*PROMPT*
Your output must consist solely of the lines from the one containing "of the arched" through the end of the records, reproduced exactly.

*TASK INPUT*

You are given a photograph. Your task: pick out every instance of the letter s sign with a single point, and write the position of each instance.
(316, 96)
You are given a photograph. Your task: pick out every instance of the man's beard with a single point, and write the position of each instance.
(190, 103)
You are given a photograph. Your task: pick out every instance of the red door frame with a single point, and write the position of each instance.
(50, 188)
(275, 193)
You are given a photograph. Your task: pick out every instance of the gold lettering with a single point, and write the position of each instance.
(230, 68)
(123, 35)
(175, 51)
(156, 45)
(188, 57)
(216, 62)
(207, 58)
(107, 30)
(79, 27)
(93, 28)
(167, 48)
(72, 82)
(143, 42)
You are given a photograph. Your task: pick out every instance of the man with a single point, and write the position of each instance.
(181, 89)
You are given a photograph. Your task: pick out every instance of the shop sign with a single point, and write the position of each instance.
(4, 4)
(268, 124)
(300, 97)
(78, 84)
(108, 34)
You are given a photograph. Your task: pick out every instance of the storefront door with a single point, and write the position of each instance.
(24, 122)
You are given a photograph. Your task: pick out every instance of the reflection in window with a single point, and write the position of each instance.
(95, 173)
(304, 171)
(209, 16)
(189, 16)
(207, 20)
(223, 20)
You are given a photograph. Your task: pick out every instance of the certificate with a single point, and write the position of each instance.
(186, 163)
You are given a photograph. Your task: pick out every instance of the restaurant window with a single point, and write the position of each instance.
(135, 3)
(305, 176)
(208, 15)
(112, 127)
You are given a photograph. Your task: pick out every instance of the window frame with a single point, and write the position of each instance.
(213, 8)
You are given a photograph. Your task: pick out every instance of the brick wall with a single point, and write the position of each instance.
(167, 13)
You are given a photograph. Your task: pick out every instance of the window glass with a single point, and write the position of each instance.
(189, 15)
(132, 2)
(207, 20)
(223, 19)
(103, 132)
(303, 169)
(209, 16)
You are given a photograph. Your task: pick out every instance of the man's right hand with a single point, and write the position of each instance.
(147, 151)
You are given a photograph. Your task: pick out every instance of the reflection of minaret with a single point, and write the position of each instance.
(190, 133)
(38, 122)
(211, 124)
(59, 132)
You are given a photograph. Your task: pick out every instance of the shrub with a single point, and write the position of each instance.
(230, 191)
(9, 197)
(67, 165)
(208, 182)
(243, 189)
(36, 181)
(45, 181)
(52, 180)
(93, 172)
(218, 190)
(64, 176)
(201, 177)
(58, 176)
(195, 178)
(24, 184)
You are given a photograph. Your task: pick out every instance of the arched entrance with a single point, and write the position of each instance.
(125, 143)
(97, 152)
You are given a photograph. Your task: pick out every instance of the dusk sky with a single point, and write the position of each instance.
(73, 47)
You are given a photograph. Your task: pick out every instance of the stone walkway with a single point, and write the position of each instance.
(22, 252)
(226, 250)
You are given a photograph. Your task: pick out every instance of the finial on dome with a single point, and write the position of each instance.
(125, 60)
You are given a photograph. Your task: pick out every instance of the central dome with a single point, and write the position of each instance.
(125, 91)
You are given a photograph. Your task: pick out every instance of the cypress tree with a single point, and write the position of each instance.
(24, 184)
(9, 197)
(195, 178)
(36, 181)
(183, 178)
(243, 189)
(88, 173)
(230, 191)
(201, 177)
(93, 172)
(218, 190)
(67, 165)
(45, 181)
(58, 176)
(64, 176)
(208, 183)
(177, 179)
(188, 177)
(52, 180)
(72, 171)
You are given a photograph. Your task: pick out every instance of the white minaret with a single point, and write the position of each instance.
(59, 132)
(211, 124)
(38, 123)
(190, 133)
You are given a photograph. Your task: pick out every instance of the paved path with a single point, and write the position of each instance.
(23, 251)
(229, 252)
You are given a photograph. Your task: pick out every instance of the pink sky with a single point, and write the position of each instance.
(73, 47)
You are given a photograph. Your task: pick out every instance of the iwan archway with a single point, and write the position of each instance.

*THE ANSWER*
You are given a photograph. Your task: pick out every instance of the arched entrance with a single point, and write the position of each instance.
(125, 143)
(97, 152)
You are given a photograph. Your task: pick out every instance of the dusk sky with a single point, and write the position of each instance.
(73, 47)
You are given a photograph. Your task: pick out every instance of the stone walkway with a single point, and write the position of each instance.
(22, 252)
(226, 250)
You are given a photograph. Your task: pick out every instance of the finial on dome with a single point, and write the position of each instance.
(125, 60)
You are given a photograph. Your task: pick out every instance of the central dome with a single point, and write the position of each instance.
(125, 91)
You are given a photograph. Your task: pick out every instance of the cypress tree with a single point, and write the position of each instance.
(24, 184)
(9, 197)
(195, 178)
(36, 181)
(183, 178)
(243, 189)
(88, 173)
(230, 191)
(201, 177)
(93, 172)
(218, 190)
(67, 165)
(45, 181)
(58, 176)
(64, 176)
(208, 183)
(177, 179)
(188, 177)
(52, 180)
(72, 171)
You are given a photograph. Your task: pick out every instance of the white minaret with a single point, and write the position of each instance.
(59, 132)
(211, 124)
(38, 123)
(190, 133)
You are given a photograph. Your task: pick out every instance of the paved path with a single point, and write the position of each instance.
(23, 251)
(229, 252)
You are given a photograph. Your task: pick out every instance of the pink sky with a single point, and write the position of each instance.
(73, 47)
You are given a photograph. Your task: pick out every instance of the iwan archway with a single point, and write the position of each instance.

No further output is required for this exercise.